Extract to read:
▼
One sentence synopsis: A perpetual-motion, class-segregated train experiences a working-class uprising following the end of the world.
Things Havoc liked: Despite my best efforts, it was probably inevitable that I would go to see this movie, the product of a South Korean filmmaker (Bong Joon-Ho) and a French graphic novelist (Jacques Lob), two things that, if you'll forgive a stereotype, typically are completely insane. French graphic novels, for whatever reason, tend towards the surreal and the nonsensical, while Korean action films, particularly sci-fi ones, bend in the same direction. Throw in a whole pile of A-list western actors I love (and a couple I don't), and it was probably predictable that I would eventually make my way through the door.
Seventeen years after an attempt to end global warming backfired disastrously and froze the entire planet, a train running on a perpetual motion machine circles the world once every year on an endless ride to nowhere. Locked within are literally all that's left of humanity and its works, from the upper class to the lower classes, strictly segregated by train car, with the rich living it up with their literally priceless luxuries and the poor crammed into the tail section to wither and die at the whim of their overlords. Among these poor have-nothings are Chris Evans, playing Curtiss, a rebel leader preparing the latest in a series of attempted uprisings to seize control of more of the train and force the front section group to equalize everything. I'm a big fan of Evans thanks to the Captain America/Avengers series, as you well know, and I've also been a fan of his in the non-Marvel stuff he's done, such as Scott Pilgrim vs. The World and Sunshine. His character here is nothing to write home about, and has the unenviable task of basically getting no characterization until the very end of the film, where we get it all in one heap, but Evans knows how to play with material like this, and gets across everything he needs to with a few understated gestures and expressions. It is nice, admittedly, to see him get a bit dirtier than his Captain America persona would allow, chopping people apart with hatchets or blowing them away deadpan with firearms. John Hurt meanwhile is playing the exact same character that John Hurt plays these days, a wise, bewhiskered leader who serves as the surrogate commander to Evans' field officer, while Jamie Bell and The Help's Octavia Spencer turn in better performances than I'm accustomed to from either of them as secondary characters supporting the revolution.
But the best of them all is unquestionably Tilda Swinton, an actress I've seen all over the place in the last year or so, and who seems to be desperately laboring to secure the title of "weirdest actor in the universe", (which given the competition she has for such a title, demands quite an effort). Swinton plays Mason, a loudspeaker-wielding martinet straight out of a Marx Brothers spoof, who marches imperiously into trian cars filled with filthy, starving families, and berates them like a whiny schoolteacher for being disorderly while soldiers steal their children and hack off their limbs. Her performance is so weird that it's almost fascinating, even by Tilda Swinton's admittedly elevated standards for this sort of thing, stitched up in a schoolmarm outfit with oversized sunglasses and a barely-functioning microphone. She adds, if nothing else, a modicum of interest to the generally basic workings of the film.
▲
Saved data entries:
▼
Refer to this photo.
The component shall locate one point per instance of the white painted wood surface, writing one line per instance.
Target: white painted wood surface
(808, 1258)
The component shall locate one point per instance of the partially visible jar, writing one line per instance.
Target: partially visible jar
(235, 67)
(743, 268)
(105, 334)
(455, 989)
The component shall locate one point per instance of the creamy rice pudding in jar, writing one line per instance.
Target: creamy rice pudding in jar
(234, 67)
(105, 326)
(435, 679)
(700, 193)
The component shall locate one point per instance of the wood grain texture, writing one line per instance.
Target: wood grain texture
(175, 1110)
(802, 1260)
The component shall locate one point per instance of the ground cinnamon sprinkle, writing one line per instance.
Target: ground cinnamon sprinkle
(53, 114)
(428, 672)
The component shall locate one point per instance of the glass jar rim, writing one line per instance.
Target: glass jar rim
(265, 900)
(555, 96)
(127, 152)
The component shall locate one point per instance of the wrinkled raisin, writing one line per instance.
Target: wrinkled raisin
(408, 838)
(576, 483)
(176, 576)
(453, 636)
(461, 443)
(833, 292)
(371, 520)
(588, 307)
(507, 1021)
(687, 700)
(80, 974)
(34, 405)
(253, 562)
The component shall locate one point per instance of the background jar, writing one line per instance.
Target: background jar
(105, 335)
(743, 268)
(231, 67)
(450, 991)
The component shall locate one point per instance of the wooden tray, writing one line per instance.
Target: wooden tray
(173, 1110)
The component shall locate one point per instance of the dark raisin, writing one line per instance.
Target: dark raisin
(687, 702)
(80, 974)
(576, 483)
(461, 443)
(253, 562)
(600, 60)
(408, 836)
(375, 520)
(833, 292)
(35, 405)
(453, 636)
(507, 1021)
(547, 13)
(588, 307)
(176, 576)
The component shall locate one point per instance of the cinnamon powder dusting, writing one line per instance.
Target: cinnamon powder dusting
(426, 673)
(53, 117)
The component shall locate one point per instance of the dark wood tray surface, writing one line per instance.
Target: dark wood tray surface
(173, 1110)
▲
What is asked:
• a. According to the movie review, what character does Tilda Swinton play?
• b. Repeat, word for word, the passage of the movie review running from "Things Havoc liked: Despite" up to and including "through the door.".

Responses:
• a. Mason, a loudspeaker-wielding martinet.

• b.
Things Havoc liked: Despite my best efforts, it was probably inevitable that I would go to see this movie, the product of a South Korean filmmaker (Bong Joon-Ho) and a French graphic novelist (Jacques Lob), two things that, if you'll forgive a stereotype, typically are completely insane. French graphic novels, for whatever reason, tend towards the surreal and the nonsensical, while Korean action films, particularly sci-fi ones, bend in the same direction. Throw in a whole pile of A-list western actors I love (and a couple I don't), and it was probably predictable that I would eventually make my way through the door.